WORK INSTRUCTION: Repeat the records exactly, minus the pictures.

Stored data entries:
┄┄┄┄┄┄┄┄┄┄┄┄┄┄┄┄┄┄┄┄

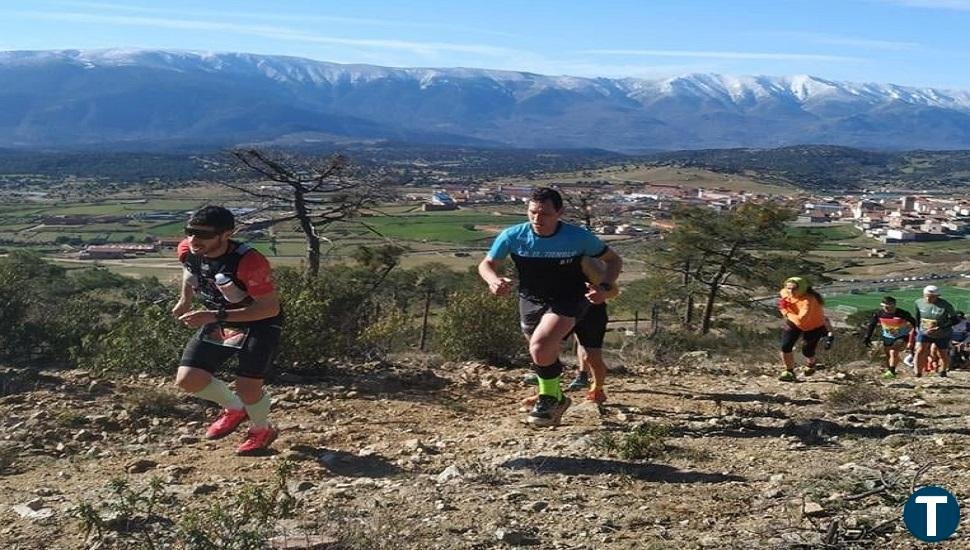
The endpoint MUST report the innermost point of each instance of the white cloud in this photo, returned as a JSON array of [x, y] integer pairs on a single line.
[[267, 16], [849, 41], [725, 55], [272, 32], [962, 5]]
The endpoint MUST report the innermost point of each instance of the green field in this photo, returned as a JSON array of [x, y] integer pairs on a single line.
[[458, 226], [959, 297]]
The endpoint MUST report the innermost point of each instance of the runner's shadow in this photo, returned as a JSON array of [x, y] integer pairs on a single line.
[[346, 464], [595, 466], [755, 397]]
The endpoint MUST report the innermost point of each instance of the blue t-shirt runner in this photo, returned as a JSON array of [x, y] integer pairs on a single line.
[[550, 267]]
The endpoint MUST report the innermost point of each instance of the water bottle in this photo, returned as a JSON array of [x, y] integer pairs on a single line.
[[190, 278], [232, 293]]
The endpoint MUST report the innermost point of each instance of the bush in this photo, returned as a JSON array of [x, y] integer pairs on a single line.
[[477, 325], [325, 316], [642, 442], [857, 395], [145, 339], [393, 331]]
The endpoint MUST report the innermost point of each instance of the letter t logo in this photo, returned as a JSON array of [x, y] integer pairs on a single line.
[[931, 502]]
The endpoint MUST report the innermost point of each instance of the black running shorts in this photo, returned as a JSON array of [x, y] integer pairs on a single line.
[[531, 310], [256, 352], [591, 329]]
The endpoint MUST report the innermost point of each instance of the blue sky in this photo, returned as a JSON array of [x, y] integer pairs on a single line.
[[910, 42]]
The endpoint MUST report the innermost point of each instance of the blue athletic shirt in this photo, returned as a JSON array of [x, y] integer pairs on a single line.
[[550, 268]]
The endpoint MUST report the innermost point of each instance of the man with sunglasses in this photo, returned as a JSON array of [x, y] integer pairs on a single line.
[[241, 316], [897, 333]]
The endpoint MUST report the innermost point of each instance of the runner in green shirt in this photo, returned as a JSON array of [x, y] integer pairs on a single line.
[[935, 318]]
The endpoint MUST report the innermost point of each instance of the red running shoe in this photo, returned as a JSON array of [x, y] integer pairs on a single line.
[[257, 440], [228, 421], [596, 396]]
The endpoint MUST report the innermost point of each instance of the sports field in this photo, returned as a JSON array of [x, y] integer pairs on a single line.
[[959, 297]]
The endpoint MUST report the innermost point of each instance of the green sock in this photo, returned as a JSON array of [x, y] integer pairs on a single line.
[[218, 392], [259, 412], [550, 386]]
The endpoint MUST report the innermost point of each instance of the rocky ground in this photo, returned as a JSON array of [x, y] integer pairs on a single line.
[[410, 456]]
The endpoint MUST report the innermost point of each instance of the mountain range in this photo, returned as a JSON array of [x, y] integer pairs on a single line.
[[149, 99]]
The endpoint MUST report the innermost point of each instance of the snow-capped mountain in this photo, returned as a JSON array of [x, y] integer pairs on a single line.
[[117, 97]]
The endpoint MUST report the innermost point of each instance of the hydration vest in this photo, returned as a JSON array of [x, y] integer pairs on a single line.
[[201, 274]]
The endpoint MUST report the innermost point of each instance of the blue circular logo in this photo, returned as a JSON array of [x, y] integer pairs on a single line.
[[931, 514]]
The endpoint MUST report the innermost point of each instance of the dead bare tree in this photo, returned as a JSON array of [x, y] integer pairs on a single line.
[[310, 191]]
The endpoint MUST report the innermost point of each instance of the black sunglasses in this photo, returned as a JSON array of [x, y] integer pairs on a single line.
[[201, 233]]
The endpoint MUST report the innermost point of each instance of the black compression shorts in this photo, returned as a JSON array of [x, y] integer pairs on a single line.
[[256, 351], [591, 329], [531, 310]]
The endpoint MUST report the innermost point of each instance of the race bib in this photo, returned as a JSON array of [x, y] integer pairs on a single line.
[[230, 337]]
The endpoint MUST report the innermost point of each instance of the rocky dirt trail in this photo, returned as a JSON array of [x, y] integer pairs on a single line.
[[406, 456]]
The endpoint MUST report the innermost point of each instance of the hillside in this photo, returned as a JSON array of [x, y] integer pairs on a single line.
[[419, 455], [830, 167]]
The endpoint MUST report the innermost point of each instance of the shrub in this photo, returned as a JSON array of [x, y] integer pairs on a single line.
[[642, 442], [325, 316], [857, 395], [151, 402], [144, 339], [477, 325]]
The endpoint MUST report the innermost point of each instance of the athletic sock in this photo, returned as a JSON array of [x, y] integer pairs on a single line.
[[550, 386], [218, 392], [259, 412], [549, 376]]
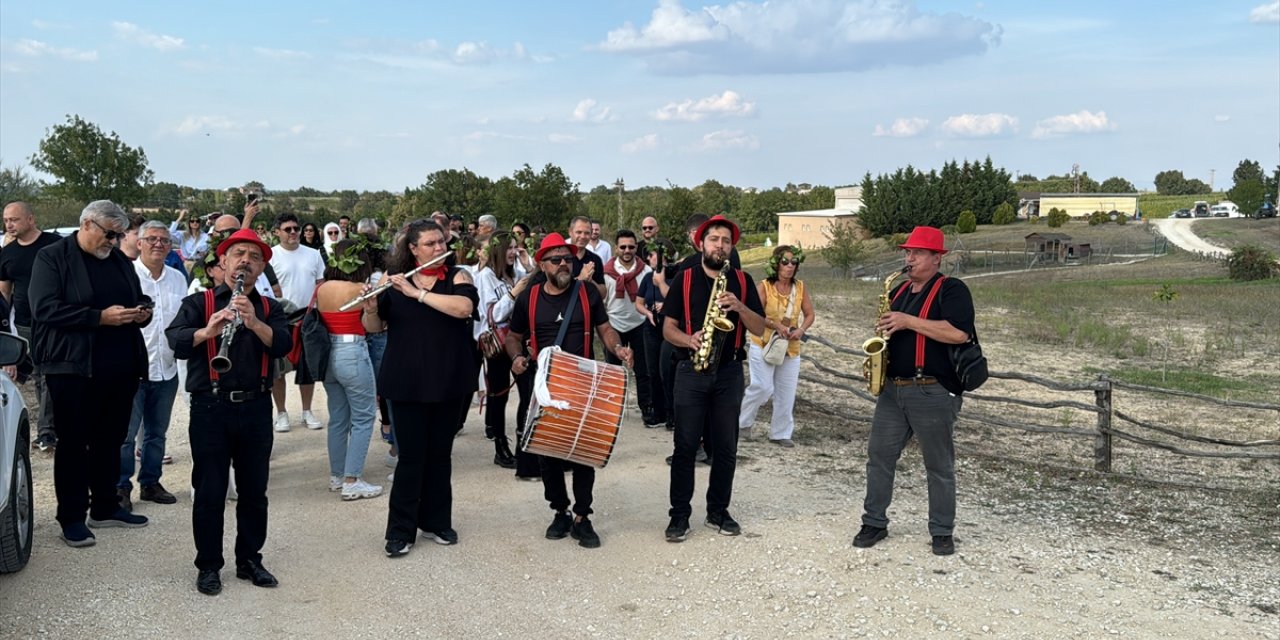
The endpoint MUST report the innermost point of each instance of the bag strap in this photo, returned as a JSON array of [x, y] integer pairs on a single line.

┄┄┄┄┄┄┄┄┄┄┄┄┄┄┄┄┄┄┄┄

RESULT:
The endpoint MUST report the innermost point of each instance of the white cloud in this photo, returned as a JSON array of [x, y] integer pairs on a single line.
[[267, 16], [849, 41], [725, 55], [272, 32], [962, 5]]
The endpoint MUST report the innermost point of each instance of the green field in this photo, returned as a JSON array of [x, y] integer pairs on a single line.
[[458, 226], [959, 297]]
The endpoint MUST report the innermost point of each instance of the runner's shadow in this photo, returned as a JSON array of [x, y] integer pairs on a single line.
[[346, 464], [595, 466], [755, 397]]
The endpoint MUST report the innermost point of each instance of the blue t-shirt runner in this photo, returned as a JSON array of [x, y] integer pairs on a single line.
[[550, 267]]
The endpoint MUST report the innermost point of each instance of the water bottle in this photo, returned as a JSON array of [x, y] integer pairs on a single line.
[[190, 278], [232, 293]]
The endpoint MUST report the innermost point of each instance of the bush in this photo, returned as a JSON array of [x, y] integer pairs on a single line.
[[477, 325], [325, 316], [642, 442], [857, 395], [145, 339], [393, 331]]
The endpoint MUST report the innermost point of each instance of the letter t logo in this photo, returned as a JSON array of [x, y] integer pairs on a single line.
[[931, 502]]
The endpoint MUST report the innermost point of each instance of the black running shorts in this photo, returned as a JSON array of [x, y] integer pairs on a single line.
[[531, 310], [256, 352], [591, 329]]
The endpoint MUST report the innermost point of each instance of the blue sky in this photo, returned as a JSON array of [x, y] integer pairs on a single line.
[[910, 42]]
The endpoint MUST report the innermost point of each instance of the blue athletic shirt in this photo, returned as a JSON array of [x, y] integer pairs on a single line.
[[550, 268]]
The endpoint MUST report the innermost point of each instance of the man with sunglasses in this photo, returned as a JSON array of [x, y] integer pairs on a single line.
[[241, 316], [897, 333]]
The endpoint MUST report the innermost point of each instance of the runner in green shirt in this photo, returned as a JSON array of [x, y] integer pairs on a single line.
[[935, 318]]
The endpoint MUST report the innermost point of each instance of the red running shoe in this photo, returned as a JSON array of [x, y] integer pairs on a single line.
[[257, 440], [228, 421], [596, 396]]
The endpoint MUST report the innermost point of each instance of the sports field in this photo, returned as a JSON array of [x, y] integer pairs on a single line.
[[959, 297]]
The endpoint MUST report the innermost point of each instance of the green sock in this photo, returned as a JSON array of [x, y] integer pairs on a single line.
[[218, 392], [259, 412], [550, 386]]
The endpoint MUST report the innermost point of each instance of the rocky ground in this photo, returned as a JSON array of [x, y] integer pairs on a single line.
[[410, 456]]
The endpoint MUST report the innermost point of each instance of the mountain range in this photo, returned as a JSON array of [x, y] integer pairs on a single line.
[[149, 99]]
The endpoint MUST report the innermost point of each instance of the snow-capped mountain in this photo, returned as a JSON array of [x, y] integer pairs on a single line.
[[117, 97]]
The endpoint MUST report the innermost point of each instance of the hydration vest in this photo, returned as a JSON array of [x, y] integer pairs on a single line.
[[201, 274]]
The endpoint MUST report the innermost point of each instance of the blue circular logo in this photo, returned as a JSON array of [x, y] integer pairs on a single line.
[[931, 514]]
The endpoint MUST report the innermost point of each instance of the dead bare tree in this photo, returned as a JSON array of [x, y] integer pairs on a single line.
[[310, 191]]
The endpoint MUST report the innermost point of each instance of the black sunglasses in this photo, returned as a JSON array of [x, y] integer pairs on a single line.
[[201, 233]]
The endpoint MUST report the innermost point of each instance of the black compression shorts in this photo, returned as a JSON array of [x, y] integer pairs on a single line.
[[256, 351], [591, 329], [531, 310]]
The endpoint MUST report the innermost point of each instance of the race bib in this photo, returned as a JSON array of [x, y] integer pairs on a single line.
[[230, 337]]
The endpoint MUST report the innermost point of each instance of the rocky dirt trail in this photo, returned as a JSON array of [x, y] integer pairs on a single line.
[[406, 456]]
The endpoint MUST report the innermost point of each instance of the hillside in this photo, returned as a JSON array of [x, y] integer pairs on a single line.
[[419, 455], [830, 167]]
The endpoint MUST report the innermost point of each instance of the shrub in this photo, returned as a JSON array of [x, y] integer pairs on a single line.
[[642, 442], [325, 316], [857, 395], [151, 402], [144, 339], [477, 325]]
The endpoint MUST report the innermost point of each instance of the athletic sock in this photo, returned as a JSON array of [x, y] integer pairs on a single line.
[[550, 386], [218, 392], [259, 412], [549, 376]]
The endpoint MUST report the innermost point of each instance of the bag strap in this photo, returned as a JSON array of [x, y] integer pairs on a single line.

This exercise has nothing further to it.